** begin DATASET ROWS **

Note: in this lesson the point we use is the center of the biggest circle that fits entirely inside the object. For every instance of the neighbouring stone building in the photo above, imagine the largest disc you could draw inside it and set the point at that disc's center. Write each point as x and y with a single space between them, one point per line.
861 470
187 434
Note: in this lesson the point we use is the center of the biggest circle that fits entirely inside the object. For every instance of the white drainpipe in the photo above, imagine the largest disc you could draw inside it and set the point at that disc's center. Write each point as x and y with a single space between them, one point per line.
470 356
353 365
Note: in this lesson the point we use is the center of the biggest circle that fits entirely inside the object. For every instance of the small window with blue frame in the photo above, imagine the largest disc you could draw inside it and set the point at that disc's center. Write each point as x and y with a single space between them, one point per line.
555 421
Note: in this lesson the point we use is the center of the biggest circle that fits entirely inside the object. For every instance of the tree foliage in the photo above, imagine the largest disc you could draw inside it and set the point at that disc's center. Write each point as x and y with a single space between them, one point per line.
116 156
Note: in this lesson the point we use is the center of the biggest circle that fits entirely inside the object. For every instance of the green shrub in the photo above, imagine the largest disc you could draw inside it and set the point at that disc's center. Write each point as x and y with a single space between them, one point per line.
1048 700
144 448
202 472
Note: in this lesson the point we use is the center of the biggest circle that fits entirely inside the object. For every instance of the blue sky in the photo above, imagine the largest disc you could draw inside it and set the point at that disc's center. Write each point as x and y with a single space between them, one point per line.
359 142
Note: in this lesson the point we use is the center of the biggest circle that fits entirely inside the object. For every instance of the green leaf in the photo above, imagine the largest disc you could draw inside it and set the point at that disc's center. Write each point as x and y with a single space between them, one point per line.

** end DATASET ROWS **

PROBLEM STATEMENT:
Reproduce only the lines between the line containing "of the tree" and the last line of the records, those two lines included, exactly.

SOLUTION TO THIS EXERCISE:
Note: in this lesson the point we use is the center of the biggest circle that fits entirely inside the object. For every instance of the tree foliage in the photo above, imagine the largest disc you could draw inside it and set the point at that disc's center. Write each point as x and y with a single space between them, one point per line.
116 156
Note: in this lesson the point we use is the center of the biggest circle that fits entirely inside the object. For every instance of the green shrub in the photo above, imagine the largest disc you could draw inside it and set the point at that disc's center. Write each point as x and y with a single space between them, one point per line.
1048 700
144 448
202 472
Note: in this lesson the point we use is the center of the biggest circle that fits entirely inside the object. For every instance of the blue sky in the photo above, imagine the largest disc you could draw inside it and set the point at that disc's center. Write each point as x and y with a single space between them, one point per line.
359 142
Note: in this lesson the point we use is the center of the biggest circle that fits entirely inside the object. For every instance of the green leaf in the photo above, imagine the largest disc you could draw inside it and set the point at that disc's center. Write each point as x and y with a single space between them, one point per line.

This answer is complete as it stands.